** Activity list **
(A) According to the article on China's criticism of the IWF, how much did the Chinese team spend to take part in the Asian Championships?
(B) Please extend the article on China's criticism of the IWF, picking up after its last sentence.

** Supplied passage **

===

The "unprofessional" Executive Board of the International Weightlifting Federation (IWF) has been severely criticised by China for putting athletes’ health at risk and forcing National Federations to spend hundreds of thousands of dollars unnecessarily.
Inexplicable delays in announcing a new qualifying system for the Tokyo 2020 Olympic Games compelled athletes to travel to events they did not need to compete in, and increased the risk of contracting the COVID-19 virus, said Zhou Jinqiang, President of the Chinese Weightlifting Association.
Zhou told insidethegames that the IWF was not athlete-centred and that the sport’s leaders were acting in their own interests to such an extent that "weightlifting is facing a big risk of being expelled from the Olympic Games."
The delay in announcing a new qualifying system for the delayed Tokyo 2020 Olympic Games had led to nations from across the world sending teams to competitions they need not have attended, Zhou said.
The IWF had known for months that competitions were likely to be postponed or cancelled, but had not put in place a "Plan B" for qualifying.
When it was announced in February that the Oceania Championships had been postponed until after the Olympic Games, it was clear that new rules were needed.
Some athletes would be able to compete in their continental championships and others would not.
On March 5 the IWF stated on its website: "the amended qualification system will be published soon," but it did not happen until this week, more than two months later.
During that time the European, Pan American and Asian Championships all took place.
Under the new system, approved by the International Olympic Committee (IOC) this week, athletes with good previous results did not need ranking points from those competitions - but they competed anyway because no changes were announced.
"This qualification system came too late, because of the IWF’s lack of professionalism and its failure to act in a timely manner amid the pandemic situation," said Zhou.
"The Asian Championships held last month in Tashkent attracted more than 20 teams who travelled with high risks of COVID-19 infections, and very high travel expenses.
"Take the Chinese team for example, it cost about $500,000 (£360,000/€415,000) for the 57-person team to participate in the Asian Championships, which proved to be an entirely unnecessary event for us to attend, not to mention the four-week quarantine after returning to China.
"There are hundreds of people like us, who did not need to participate in non-compulsory events, and took the travel risks to the European Championships and Pan-American Championships last month as well.
"All this could have been avoided if early action had been taken by the IWF."
Administrative inertia was caused by the sport’s current leaders caring about their own interests rather than those of the athletes, Zhou said.
"There has been a lack of professionalism.
"The IWF is non-athlete-centred, and the fact that individual leaders care only about their own interests and votes for the upcoming elections is leading our sport to the edge of self-destruction, after corruption and doping scandals in the IWF.
"If no changes are made, weightlifting is facing a big risk of being expelled from the Olympic Games."
Zhou said he welcomed an increase in athlete representation as laid down in the draft Constitution, which is due to be discussed and adopted at a virtual Constitutional Congress on June 30 and July 1.

===

Photo-based referring expression data
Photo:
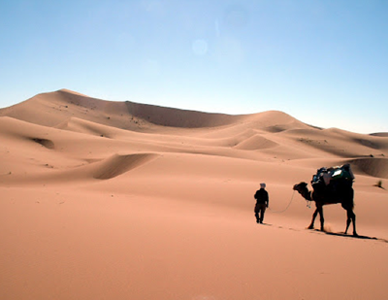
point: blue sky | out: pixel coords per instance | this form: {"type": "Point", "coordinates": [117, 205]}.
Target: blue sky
{"type": "Point", "coordinates": [324, 62]}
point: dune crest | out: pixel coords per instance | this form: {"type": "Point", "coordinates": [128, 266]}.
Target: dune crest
{"type": "Point", "coordinates": [119, 164]}
{"type": "Point", "coordinates": [119, 200]}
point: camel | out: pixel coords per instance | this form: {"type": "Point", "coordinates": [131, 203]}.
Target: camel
{"type": "Point", "coordinates": [342, 193]}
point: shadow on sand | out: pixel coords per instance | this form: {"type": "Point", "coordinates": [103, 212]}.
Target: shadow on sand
{"type": "Point", "coordinates": [361, 237]}
{"type": "Point", "coordinates": [339, 234]}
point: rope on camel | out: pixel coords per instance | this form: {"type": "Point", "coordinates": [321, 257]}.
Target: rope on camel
{"type": "Point", "coordinates": [281, 211]}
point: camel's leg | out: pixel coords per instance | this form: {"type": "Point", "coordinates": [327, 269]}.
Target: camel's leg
{"type": "Point", "coordinates": [320, 210]}
{"type": "Point", "coordinates": [351, 218]}
{"type": "Point", "coordinates": [313, 219]}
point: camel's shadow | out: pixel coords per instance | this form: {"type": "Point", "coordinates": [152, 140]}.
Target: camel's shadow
{"type": "Point", "coordinates": [339, 234]}
{"type": "Point", "coordinates": [342, 234]}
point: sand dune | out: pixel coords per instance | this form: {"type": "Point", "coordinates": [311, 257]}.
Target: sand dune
{"type": "Point", "coordinates": [120, 200]}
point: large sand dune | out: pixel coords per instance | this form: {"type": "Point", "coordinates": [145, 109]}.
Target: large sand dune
{"type": "Point", "coordinates": [119, 200]}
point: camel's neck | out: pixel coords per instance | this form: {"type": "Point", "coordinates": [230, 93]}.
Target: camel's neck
{"type": "Point", "coordinates": [306, 194]}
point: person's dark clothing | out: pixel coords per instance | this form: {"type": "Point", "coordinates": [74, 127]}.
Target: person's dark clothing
{"type": "Point", "coordinates": [262, 200]}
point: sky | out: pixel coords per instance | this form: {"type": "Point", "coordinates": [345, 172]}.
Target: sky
{"type": "Point", "coordinates": [324, 62]}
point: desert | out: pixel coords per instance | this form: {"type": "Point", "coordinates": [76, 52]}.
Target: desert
{"type": "Point", "coordinates": [121, 200]}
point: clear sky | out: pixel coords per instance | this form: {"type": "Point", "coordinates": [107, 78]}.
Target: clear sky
{"type": "Point", "coordinates": [324, 62]}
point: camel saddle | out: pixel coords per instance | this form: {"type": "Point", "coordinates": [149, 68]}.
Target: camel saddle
{"type": "Point", "coordinates": [332, 177]}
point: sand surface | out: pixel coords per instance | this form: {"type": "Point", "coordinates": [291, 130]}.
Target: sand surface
{"type": "Point", "coordinates": [118, 200]}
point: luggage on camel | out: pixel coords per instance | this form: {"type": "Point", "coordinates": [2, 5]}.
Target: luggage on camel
{"type": "Point", "coordinates": [331, 177]}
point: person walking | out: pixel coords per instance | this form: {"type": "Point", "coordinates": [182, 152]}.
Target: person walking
{"type": "Point", "coordinates": [262, 200]}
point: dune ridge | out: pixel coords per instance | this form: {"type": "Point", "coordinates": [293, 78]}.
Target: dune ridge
{"type": "Point", "coordinates": [121, 200]}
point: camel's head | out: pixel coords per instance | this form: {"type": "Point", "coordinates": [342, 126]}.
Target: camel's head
{"type": "Point", "coordinates": [300, 186]}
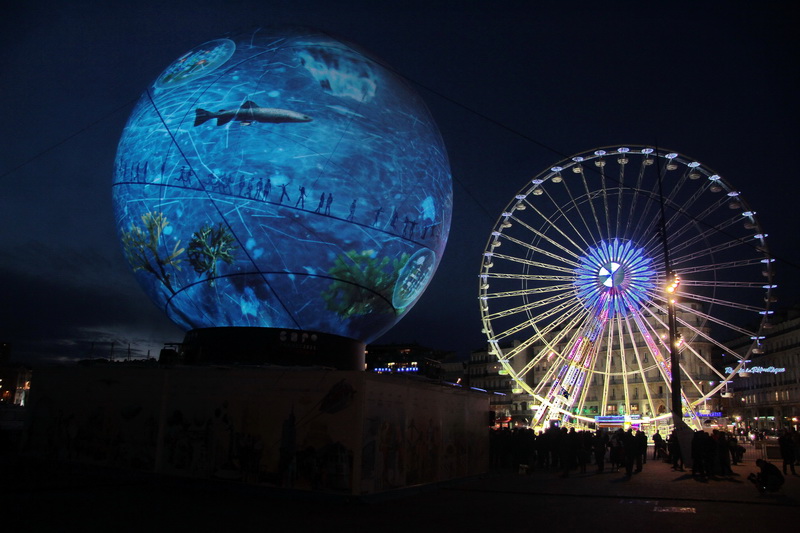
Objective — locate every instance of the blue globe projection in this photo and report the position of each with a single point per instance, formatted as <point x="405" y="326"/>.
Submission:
<point x="282" y="178"/>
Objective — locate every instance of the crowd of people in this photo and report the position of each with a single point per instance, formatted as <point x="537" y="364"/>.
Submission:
<point x="566" y="450"/>
<point x="569" y="450"/>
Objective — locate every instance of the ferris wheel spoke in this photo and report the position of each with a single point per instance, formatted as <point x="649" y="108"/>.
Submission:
<point x="528" y="262"/>
<point x="711" y="250"/>
<point x="589" y="195"/>
<point x="544" y="302"/>
<point x="709" y="232"/>
<point x="559" y="216"/>
<point x="528" y="292"/>
<point x="552" y="241"/>
<point x="641" y="369"/>
<point x="715" y="284"/>
<point x="542" y="251"/>
<point x="717" y="301"/>
<point x="605" y="198"/>
<point x="713" y="267"/>
<point x="550" y="347"/>
<point x="578" y="284"/>
<point x="634" y="202"/>
<point x="526" y="277"/>
<point x="699" y="332"/>
<point x="573" y="207"/>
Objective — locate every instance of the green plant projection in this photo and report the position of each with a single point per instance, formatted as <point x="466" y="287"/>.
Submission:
<point x="141" y="248"/>
<point x="363" y="284"/>
<point x="209" y="246"/>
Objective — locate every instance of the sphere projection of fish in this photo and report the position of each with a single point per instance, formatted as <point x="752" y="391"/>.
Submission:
<point x="317" y="197"/>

===

** Answers to the tasks **
(A) About $500,000 (£360,000/€415,000) for the 57-person team.

(B)
"I sincerely welcome this increase," Zhou said.
"However, this is not enough to realise an athlete-centred organisation.
"Even more important is to listen to the real voices of athletes and their calls to reform competition.
"Only through this way can we make our sport more developed and stronger, and can we make real protection of the athletes’ interests."
He said a lack of reform and modernisation over a period of decades "has driven our sport away more and more from the youth, the public and the market."
On March 25, less than two weeks before the European Championships in Moscow, Zhou and Jean-Paul Bulgaridhes of the French Weightlifting Federation were among those who complained of the delay in adopting new rules for qualifying.
Zhou said at the time that it was "unfair for those athletes who risk their health and pay for very expensive flight tickets to participate in the upcoming qualification events which might later turn out to be optional, if the qualification system is amended in such a way."
Zhou, a candidate for the IWF Presidency, turned out to be spot on with his prediction.
Another example of the sport failing to put athletes’ interests first concerns the African Championships, which are due to start in Madagascar in 10 days.
No information on a postponement or cancellation has been passed on to the athletes despite the fact that no flights are allowed into Madagascar because of a tightening of lockdown conditions during a surge in COVID-19 cases in southern Africa.
On Monday (May 3), the President of Madagascar Andry Rajoelina, announced that "the state of health emergency is extended for another 15 days" - taking it beyond the May 16 start date of the Championships.
The event remains on the IWF competitions schedule for May 16 to 22, even though nobody can travel there.
Khaled Mehalhel, the Libyan President of the Weightlifting Federation of Africa (WFA), did not respond to a query from insidethegames about plans for the Championships.
The latest news on the federation’s Facebook page is more than a year old.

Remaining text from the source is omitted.